Input data:
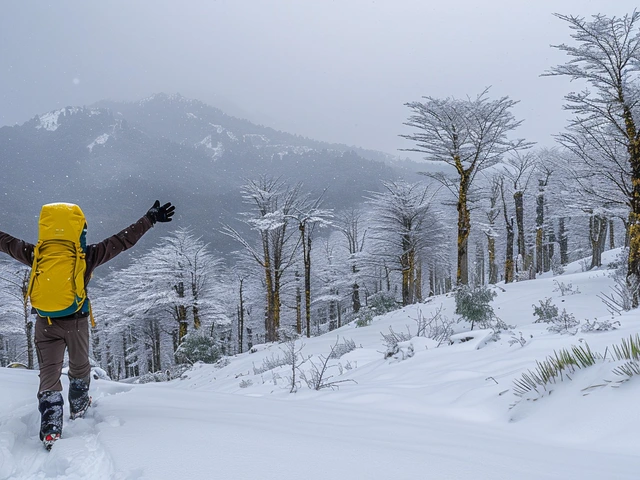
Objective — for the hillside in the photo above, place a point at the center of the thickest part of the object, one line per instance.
(448, 411)
(115, 159)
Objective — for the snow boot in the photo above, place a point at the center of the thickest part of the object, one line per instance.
(79, 399)
(50, 406)
(50, 439)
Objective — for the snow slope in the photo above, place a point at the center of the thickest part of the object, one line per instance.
(446, 412)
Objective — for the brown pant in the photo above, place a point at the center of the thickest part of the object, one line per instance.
(51, 341)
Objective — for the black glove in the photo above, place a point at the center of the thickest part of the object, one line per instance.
(159, 213)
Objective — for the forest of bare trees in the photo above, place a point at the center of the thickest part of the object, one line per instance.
(501, 209)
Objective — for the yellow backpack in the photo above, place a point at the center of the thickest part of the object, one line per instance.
(56, 287)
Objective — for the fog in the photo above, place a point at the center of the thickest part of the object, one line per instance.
(338, 71)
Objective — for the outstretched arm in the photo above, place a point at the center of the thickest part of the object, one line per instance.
(102, 252)
(18, 249)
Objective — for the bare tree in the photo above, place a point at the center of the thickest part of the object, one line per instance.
(470, 135)
(15, 281)
(605, 130)
(273, 204)
(349, 223)
(403, 213)
(519, 170)
(308, 215)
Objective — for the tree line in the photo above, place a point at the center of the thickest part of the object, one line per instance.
(520, 211)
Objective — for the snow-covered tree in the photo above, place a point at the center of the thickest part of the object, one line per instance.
(404, 225)
(470, 135)
(272, 204)
(308, 215)
(605, 131)
(14, 282)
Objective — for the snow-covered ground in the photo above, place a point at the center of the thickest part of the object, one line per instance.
(447, 412)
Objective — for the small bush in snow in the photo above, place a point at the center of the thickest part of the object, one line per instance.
(554, 368)
(596, 326)
(624, 289)
(556, 266)
(472, 304)
(520, 340)
(270, 363)
(393, 338)
(565, 289)
(438, 326)
(317, 377)
(629, 350)
(196, 347)
(547, 312)
(365, 317)
(564, 323)
(400, 351)
(382, 302)
(343, 348)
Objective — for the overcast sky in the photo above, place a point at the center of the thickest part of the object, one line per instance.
(338, 71)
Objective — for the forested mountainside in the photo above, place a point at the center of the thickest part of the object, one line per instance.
(114, 159)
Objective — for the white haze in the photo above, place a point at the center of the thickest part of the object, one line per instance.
(338, 71)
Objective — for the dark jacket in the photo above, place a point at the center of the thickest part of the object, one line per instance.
(97, 253)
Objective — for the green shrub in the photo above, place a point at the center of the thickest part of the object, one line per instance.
(472, 304)
(196, 347)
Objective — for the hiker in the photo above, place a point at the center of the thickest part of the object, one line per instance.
(62, 234)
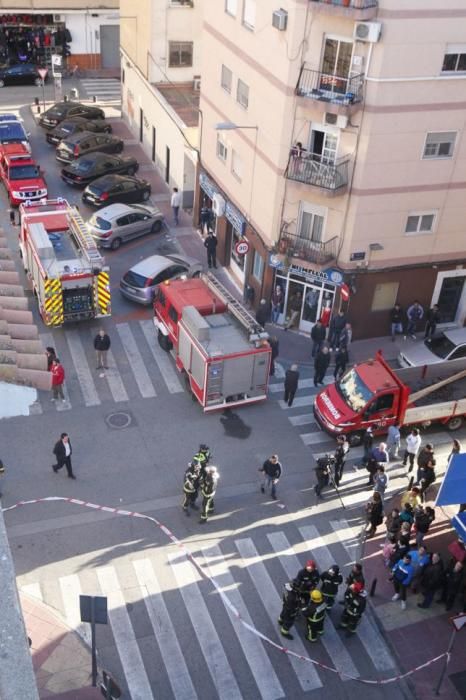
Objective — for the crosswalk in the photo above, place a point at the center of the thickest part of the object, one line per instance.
(171, 634)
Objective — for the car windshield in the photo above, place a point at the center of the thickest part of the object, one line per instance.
(440, 345)
(354, 391)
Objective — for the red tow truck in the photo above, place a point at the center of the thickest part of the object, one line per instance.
(21, 175)
(374, 394)
(217, 344)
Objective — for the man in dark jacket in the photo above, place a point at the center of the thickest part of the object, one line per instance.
(291, 384)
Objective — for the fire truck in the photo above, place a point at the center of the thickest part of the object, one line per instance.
(67, 273)
(20, 174)
(217, 344)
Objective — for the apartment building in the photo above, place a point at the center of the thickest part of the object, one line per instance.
(333, 153)
(160, 54)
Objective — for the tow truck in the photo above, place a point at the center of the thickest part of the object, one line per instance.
(20, 174)
(216, 343)
(67, 273)
(374, 394)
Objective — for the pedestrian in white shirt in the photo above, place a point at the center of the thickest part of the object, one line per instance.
(413, 443)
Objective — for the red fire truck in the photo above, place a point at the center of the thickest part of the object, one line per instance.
(218, 345)
(66, 270)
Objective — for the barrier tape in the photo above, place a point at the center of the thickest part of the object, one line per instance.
(226, 600)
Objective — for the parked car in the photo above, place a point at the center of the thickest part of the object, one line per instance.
(116, 188)
(446, 345)
(64, 110)
(20, 74)
(87, 168)
(68, 127)
(119, 223)
(141, 282)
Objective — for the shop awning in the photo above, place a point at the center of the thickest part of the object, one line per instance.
(453, 488)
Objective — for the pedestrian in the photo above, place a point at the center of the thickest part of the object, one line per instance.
(291, 384)
(321, 363)
(210, 244)
(63, 452)
(208, 489)
(403, 574)
(331, 581)
(318, 332)
(58, 377)
(396, 321)
(432, 318)
(102, 346)
(272, 471)
(175, 203)
(413, 444)
(414, 315)
(315, 615)
(355, 605)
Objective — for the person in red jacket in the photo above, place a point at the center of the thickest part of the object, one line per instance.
(58, 377)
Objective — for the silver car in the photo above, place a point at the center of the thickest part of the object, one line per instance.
(443, 346)
(140, 283)
(118, 223)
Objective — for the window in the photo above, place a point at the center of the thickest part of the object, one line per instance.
(439, 144)
(385, 296)
(249, 14)
(180, 54)
(258, 266)
(420, 223)
(242, 94)
(226, 79)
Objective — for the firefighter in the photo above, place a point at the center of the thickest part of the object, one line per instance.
(355, 604)
(291, 606)
(315, 614)
(208, 489)
(331, 580)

Activity: Return every entry word for word, minus the pictures.

Answer box:
Objective — for the hillside in the photo above, place a point at the center of the thickest part of the object, one line per instance.
(448, 411)
(115, 159)
Objective — for the snow boot in the photo above, place a point at the center of the thickest part of the object, one line per instance.
(79, 399)
(50, 406)
(50, 439)
Objective — for the snow slope in the photo above, place a point at the center of the thickest part of the object, one line per instance.
(446, 412)
Objective — for the brown pant in the photo above, place a point at the center of the thickest part of the object, one line per instance.
(51, 341)
Objective — for the black glove in the photo above, place a point at the center of the thickest part of the object, one line per instance.
(159, 213)
Objective — for the forest of bare trees in the photo above, place a point at the center of the thickest part of the object, one line per instance.
(501, 209)
Objective — for the yellow backpack in the photo above, place a point at the center of the thickest part of the object, one line per instance.
(56, 287)
Objective — for the fog in the photo above, place a point at the center of the thickest part of the object, one line per instance.
(338, 71)
Objective — for the outstretched arm in the photo above, place a point at the center of the thickest part of the object, one line per instance.
(102, 252)
(18, 249)
Objective — for the bare tree in the photo above, place a point at the center of the thickest part of the object, one line per instance.
(470, 135)
(15, 281)
(605, 130)
(273, 204)
(349, 223)
(403, 213)
(519, 170)
(308, 215)
Objective — for the tree line in the photo above, place a point at the center of the thickest part of the object, one line per instance.
(520, 211)
Objective — for the snow-covered tree in the photo above, place a point at the center of the thickest part of the object, one line per instance.
(404, 225)
(470, 135)
(272, 204)
(308, 215)
(605, 131)
(14, 282)
Objective — for the snow-covered ground in the photo above, place a point at the center of the thickest part of the object, one line per instance.
(447, 412)
Objective — for the small bush in snow in the photo above, place a point at the center of the thickest part of the object, one line per instance.
(554, 368)
(596, 326)
(624, 289)
(556, 266)
(472, 304)
(520, 340)
(270, 363)
(393, 338)
(565, 289)
(438, 326)
(317, 377)
(629, 350)
(196, 347)
(547, 312)
(365, 317)
(564, 323)
(400, 351)
(382, 302)
(343, 348)
Objective — for the overcast sky in the photo above, place a point at the center of the thickest part of the object, one line per instance.
(338, 71)
Objective — for the forested mountainside in the photo above, place a point at the center of the thickest part of the object, one line per instance.
(114, 159)
Objective — for the white haze in the photo above, place a point at the center of the thickest part of the object, one line per instance.
(338, 71)
Objective — for the dark jacket in the photo above, place a point at the center of the thickest part of the object, one line per instance.
(97, 253)
Objective — for the green shrub in the photo above, place a point at the center of the thickest part of the object, one line per instance.
(472, 304)
(196, 347)
Objective — for the hiker in the photo above, place a point at the center of the thickest part of the object, one line per instance.
(62, 234)
Objective — for the crosswalk in the photo above, place a point at the center of the thickest part of the object, one line per instance.
(171, 634)
Objective — for the car windshield in the photo above, place a point at the center of the thickest part of the object, one line per instance.
(440, 345)
(354, 391)
Objective — for the red tow truck in the photo above, place a point at the center of the thickest part of the object, one line per instance.
(21, 175)
(374, 394)
(217, 344)
Objective — for the man in dark jacket in the photo above, place a point at the center of the thickest part of the object, one line per instance.
(291, 384)
Objective — for the fire truck in the photo above, place a point at the center of the thickest part of the object, one line per instance.
(67, 273)
(20, 174)
(217, 344)
Objective — for the apartment building in the photo above, place a point at the center of the thickest part of the object, one line per instance.
(333, 153)
(160, 54)
Objective — for the tow truck in the photo above, place a point at the center of the thickest part of the object, one line per instance.
(20, 174)
(216, 343)
(67, 273)
(374, 394)
Objective — for the pedestrian in white shirt in the photo above, place a point at the center of the thickest part of the object, one line per instance.
(413, 443)
Objective — for the red fire truck in the photo above, place a point at the center of the thickest part of the object, one line per instance.
(218, 345)
(66, 270)
Objective — for the barrier tape in the photo above, place a point at the center of the thickest part of the object, one line per instance.
(226, 600)
Objective — for the parked car in the photo above, place a point at the center of the thickest part of the object, one line per instance.
(116, 188)
(446, 345)
(64, 110)
(20, 74)
(87, 168)
(68, 127)
(119, 223)
(141, 282)
Objective — for the shop awning in the photo above, place a point at the center of the thickest part of the object, one line per instance.
(453, 488)
Objective — for the pedestrian in the photo above, place a point at the center of the thickest part of the object, one line per instance.
(291, 384)
(321, 363)
(210, 244)
(63, 452)
(208, 489)
(403, 574)
(331, 581)
(318, 332)
(58, 377)
(396, 321)
(432, 318)
(102, 346)
(272, 471)
(175, 203)
(413, 444)
(414, 315)
(315, 615)
(355, 605)
Objective — for the person in red jacket in the photo above, place a point at the center of the thickest part of the object, one line per instance.
(58, 377)
Objective — for the silver car in the photo above, place a point at the center of the thickest part of the object, one line per instance.
(443, 346)
(140, 283)
(118, 223)
Objective — for the window in the photo above, place a point at the center of the thickest part of the object, one line per instance.
(439, 144)
(385, 296)
(249, 14)
(180, 54)
(258, 266)
(420, 223)
(242, 94)
(226, 79)
Objective — for the firefighter in the photo above, place a point at the center of the thickest part of the object, one line per instance.
(355, 604)
(291, 606)
(315, 614)
(208, 489)
(331, 580)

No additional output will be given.